■ PARTS OF THE EXERCISE:
- A) From the article on Zepto, extract everything from "With Zepto, consumers" down to "past few months.".
- B) List the Indian cities that the article on Zepto names as part of its delivery areas.
BEGIN TEXT UNDER STUDY
A new startup company founded by two Stanford University dropouts is threatening to restructure the grocery delivery industry in India.
19-year-old former Stanford classmates Aadit Palicha and Kaivalya Vohra founded Zepto in April of this year. In less than 8 months, the company has raised over $60 million from investors.
The idea for a startup came when the pair were locked in the house due to pandemic restrictions back in 2020. Zepto’s main selling point is its speed. The service advertises that groceries are delivered to customers’ doors within 10 minutes, with delivery areas extending throughout Delhi, Mumbai, Bangalore, Chennai and several other Indian cities.
“So in a nutshell, we’re basically building out 10-minute grocery delivery for India,” Palicha told Yahoo Finance Live on Thursday. “The way we do that is through a network of optimized micro warehouses that we build from area to area.”
In India, Vohra said, most grocery stores are focused on next-day delivery services. Delivery for small baskets of a few items is a market that has gone mostly unnoticed by larger companies.
“It’s changing the way people are shopping in India because today, most online grocery [stores] in India… [were focused on] larger baskets delivered in very, very long delivery times, like anywhere between 12 to 48 hours,” Palicha said. “And today we’re seeing sort of a shift of the whole top up use case and the, you know, last-minute replenishment use case of your household grocery shift onto platforms like Zepto.”
With Zepto, consumers missing a couple of ingredients in their cabinet can open the app and get those ingredients within a few minutes. Investors have identified promise in the service, leading to a frenzy of tens of millions of dollars coming in from investors over the past few months.
If it gains popularity, Zepto could redefine grocery shopping for consumers by establishing lower expected wait times and shortening time in the store. Zepto capitalizes on small, relatively focused grocery trips which can be easily made at low costs.
A recent note prepared by Sanford C. Bernstein analysts found that, as a percentage of income, online grocery spending is expected to reach ~3%-5% by 2025 from less than 1% today.
“I think the one sort of key thing is that no one’s really focusing on this, right?” Vohra noted. “We’re virtually the only company that is largely just focused on getting deliveries done this quickly.”
END TEXT UNDER STUDY
BEGIN RECORDED DATA
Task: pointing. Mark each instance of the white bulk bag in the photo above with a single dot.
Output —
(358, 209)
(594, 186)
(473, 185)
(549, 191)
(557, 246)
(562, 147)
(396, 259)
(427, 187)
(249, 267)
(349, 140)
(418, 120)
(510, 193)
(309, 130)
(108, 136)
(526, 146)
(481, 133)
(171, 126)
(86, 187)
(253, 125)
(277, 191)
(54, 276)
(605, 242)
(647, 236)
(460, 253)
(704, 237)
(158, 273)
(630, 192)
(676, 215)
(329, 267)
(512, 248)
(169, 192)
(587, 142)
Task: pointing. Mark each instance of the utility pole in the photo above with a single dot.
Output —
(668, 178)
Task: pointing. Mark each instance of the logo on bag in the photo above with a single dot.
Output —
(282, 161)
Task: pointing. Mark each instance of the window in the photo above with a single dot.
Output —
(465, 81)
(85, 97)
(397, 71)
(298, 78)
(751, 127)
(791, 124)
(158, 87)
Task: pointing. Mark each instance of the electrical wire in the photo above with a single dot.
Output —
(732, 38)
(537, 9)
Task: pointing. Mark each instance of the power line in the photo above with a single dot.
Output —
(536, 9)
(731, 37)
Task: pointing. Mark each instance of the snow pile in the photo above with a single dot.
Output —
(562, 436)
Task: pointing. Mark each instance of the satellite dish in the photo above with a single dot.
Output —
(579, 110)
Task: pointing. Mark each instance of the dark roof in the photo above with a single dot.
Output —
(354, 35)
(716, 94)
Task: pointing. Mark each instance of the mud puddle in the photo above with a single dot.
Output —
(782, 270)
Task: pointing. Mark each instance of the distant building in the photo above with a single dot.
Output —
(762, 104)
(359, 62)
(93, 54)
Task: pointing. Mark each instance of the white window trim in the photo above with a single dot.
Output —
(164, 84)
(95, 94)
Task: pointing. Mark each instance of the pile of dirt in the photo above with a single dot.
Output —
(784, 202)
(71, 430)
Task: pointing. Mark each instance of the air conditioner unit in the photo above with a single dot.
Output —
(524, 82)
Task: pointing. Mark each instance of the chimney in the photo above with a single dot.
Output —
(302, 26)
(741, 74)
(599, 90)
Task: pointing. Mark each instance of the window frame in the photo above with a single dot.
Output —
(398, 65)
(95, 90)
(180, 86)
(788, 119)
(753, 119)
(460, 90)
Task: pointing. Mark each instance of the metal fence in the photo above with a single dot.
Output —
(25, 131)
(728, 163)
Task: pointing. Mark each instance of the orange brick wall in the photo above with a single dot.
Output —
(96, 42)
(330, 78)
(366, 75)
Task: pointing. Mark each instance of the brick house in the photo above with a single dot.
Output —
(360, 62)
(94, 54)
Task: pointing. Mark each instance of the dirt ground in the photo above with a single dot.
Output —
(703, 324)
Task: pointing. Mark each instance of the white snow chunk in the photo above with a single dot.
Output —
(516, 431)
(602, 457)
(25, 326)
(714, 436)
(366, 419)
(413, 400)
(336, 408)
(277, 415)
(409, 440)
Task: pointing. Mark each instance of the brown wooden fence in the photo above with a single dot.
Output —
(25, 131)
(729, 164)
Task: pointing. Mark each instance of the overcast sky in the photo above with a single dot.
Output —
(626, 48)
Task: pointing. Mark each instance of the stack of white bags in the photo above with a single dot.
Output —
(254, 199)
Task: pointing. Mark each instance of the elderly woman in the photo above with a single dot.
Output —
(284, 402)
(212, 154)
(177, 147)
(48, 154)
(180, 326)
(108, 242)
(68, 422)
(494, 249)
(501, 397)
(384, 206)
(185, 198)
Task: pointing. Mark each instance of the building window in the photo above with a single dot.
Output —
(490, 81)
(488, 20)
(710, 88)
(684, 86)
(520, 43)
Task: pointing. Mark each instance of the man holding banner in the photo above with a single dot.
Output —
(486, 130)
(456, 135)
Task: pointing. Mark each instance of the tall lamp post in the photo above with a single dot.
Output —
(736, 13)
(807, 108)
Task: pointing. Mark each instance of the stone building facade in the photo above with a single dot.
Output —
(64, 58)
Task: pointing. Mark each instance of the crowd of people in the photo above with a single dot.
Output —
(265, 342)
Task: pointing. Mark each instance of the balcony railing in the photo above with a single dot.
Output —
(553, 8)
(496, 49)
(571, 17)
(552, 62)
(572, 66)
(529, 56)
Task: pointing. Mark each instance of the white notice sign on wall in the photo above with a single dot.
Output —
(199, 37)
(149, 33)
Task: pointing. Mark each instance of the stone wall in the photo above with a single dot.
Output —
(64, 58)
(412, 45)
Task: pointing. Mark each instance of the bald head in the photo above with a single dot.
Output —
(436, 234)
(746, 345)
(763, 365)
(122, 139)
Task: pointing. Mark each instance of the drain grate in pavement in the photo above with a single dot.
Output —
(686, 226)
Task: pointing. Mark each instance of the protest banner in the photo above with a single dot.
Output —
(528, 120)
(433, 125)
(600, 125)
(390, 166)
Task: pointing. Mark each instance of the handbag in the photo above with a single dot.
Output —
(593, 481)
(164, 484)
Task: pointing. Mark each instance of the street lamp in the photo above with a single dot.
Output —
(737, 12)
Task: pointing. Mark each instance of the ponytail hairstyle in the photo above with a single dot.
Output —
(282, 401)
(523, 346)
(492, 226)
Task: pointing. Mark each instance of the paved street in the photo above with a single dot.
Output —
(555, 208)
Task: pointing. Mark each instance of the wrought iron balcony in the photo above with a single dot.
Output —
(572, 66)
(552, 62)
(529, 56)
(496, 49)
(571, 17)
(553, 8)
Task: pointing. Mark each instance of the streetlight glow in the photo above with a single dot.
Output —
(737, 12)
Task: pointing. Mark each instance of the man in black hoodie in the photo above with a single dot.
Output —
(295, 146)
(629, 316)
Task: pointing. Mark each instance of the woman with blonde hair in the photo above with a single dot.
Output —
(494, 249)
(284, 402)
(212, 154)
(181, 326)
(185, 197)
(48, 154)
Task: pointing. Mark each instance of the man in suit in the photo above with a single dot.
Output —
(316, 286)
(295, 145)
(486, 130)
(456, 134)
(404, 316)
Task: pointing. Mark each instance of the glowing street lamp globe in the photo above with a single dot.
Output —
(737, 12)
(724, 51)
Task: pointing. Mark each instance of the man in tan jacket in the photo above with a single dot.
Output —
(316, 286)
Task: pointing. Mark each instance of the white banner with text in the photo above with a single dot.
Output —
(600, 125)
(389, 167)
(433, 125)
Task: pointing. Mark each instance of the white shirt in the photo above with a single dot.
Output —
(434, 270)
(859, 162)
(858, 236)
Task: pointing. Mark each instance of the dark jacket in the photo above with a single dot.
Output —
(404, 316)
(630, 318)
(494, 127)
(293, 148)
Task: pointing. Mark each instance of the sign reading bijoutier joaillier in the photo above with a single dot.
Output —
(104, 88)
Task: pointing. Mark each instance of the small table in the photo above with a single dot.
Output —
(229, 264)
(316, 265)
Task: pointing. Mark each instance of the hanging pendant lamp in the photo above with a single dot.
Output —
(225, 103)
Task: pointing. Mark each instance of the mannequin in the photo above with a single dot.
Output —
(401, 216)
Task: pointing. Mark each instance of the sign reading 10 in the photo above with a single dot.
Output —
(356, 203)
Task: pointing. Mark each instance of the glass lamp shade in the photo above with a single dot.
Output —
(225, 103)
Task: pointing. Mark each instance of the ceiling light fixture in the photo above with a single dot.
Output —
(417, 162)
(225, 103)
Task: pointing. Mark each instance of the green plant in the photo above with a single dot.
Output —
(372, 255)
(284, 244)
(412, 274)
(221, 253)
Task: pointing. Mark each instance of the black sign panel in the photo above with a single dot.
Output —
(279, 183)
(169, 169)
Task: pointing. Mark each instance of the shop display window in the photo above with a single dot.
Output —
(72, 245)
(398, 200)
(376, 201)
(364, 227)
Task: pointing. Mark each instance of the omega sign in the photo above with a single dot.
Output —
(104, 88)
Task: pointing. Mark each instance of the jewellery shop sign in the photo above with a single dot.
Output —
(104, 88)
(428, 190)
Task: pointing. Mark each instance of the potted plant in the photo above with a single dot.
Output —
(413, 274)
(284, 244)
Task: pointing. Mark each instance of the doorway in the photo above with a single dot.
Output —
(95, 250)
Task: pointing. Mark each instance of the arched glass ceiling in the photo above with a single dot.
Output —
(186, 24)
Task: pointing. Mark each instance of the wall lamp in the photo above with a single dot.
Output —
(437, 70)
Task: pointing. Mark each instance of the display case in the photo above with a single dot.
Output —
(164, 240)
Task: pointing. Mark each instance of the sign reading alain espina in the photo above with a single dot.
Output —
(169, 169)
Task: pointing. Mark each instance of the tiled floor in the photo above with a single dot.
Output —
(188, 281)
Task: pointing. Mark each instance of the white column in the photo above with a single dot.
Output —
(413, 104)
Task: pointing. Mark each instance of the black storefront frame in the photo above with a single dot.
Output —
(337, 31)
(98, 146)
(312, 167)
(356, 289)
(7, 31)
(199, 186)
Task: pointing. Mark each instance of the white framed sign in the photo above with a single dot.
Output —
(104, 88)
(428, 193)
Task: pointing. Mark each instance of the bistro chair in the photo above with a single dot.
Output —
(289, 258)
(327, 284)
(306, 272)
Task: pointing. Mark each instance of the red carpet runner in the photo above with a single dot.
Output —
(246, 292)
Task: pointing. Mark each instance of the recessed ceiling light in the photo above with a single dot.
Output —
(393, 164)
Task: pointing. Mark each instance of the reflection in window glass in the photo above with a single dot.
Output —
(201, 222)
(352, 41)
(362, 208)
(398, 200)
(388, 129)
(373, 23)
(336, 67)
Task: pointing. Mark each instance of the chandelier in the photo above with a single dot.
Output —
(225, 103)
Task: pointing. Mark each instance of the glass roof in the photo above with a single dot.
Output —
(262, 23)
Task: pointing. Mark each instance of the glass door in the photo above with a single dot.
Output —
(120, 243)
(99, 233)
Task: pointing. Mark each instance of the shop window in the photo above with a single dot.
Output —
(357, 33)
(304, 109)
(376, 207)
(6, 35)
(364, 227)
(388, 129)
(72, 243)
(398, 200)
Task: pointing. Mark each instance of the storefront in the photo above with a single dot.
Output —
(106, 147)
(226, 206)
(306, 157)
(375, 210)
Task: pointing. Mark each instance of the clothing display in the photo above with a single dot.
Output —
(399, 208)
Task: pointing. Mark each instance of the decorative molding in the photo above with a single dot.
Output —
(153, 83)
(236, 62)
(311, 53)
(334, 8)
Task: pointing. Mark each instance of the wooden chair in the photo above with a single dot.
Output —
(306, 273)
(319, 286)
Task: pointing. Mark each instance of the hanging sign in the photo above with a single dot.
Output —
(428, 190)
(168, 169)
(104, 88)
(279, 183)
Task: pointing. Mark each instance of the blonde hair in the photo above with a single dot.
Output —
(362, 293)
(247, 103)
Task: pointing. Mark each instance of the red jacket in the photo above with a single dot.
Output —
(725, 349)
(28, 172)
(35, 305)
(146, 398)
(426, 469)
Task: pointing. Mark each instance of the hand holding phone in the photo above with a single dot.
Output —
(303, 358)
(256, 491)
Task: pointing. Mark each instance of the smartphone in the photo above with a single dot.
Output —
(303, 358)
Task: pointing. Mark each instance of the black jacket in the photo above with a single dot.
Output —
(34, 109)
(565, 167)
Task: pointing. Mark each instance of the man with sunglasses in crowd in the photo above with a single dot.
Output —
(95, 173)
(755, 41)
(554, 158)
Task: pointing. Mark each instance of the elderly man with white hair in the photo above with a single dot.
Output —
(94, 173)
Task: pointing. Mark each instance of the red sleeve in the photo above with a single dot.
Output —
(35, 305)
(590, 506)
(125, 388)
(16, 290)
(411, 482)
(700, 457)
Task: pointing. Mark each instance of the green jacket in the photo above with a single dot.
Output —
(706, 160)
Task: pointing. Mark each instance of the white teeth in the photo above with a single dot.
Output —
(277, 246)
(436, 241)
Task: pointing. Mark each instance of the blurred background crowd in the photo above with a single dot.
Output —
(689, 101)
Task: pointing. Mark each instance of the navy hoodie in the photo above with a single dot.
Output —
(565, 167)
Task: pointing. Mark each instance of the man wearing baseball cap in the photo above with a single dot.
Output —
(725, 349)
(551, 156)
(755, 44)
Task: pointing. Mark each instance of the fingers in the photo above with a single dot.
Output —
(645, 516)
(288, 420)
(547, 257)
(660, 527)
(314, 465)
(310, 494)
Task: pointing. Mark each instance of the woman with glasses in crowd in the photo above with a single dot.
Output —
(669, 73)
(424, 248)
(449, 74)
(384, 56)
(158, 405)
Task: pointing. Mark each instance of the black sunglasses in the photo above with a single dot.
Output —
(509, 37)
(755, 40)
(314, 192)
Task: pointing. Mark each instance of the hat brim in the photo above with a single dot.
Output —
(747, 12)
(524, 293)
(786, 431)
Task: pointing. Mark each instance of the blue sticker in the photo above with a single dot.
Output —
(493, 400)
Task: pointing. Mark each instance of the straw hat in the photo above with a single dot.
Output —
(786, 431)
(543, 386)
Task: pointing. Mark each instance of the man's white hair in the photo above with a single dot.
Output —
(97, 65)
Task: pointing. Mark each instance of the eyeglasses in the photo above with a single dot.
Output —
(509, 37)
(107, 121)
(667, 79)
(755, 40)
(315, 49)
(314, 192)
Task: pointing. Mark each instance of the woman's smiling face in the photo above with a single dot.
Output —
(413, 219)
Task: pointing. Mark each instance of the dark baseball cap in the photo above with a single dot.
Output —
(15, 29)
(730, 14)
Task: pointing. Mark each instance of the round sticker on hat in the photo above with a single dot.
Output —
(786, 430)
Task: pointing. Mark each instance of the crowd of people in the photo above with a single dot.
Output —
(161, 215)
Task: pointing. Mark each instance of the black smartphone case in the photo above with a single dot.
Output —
END RECORDED DATA
■ PER-TASK OUTPUTS:
- A)
With Zepto, consumers missing a couple of ingredients in their cabinet can open the app and get those ingredients within a few minutes. Investors have identified promise in the service, leading to a frenzy of tens of millions of dollars coming in from investors over the past few months.

- B) Delhi, Mumbai, Bangalore, Chennai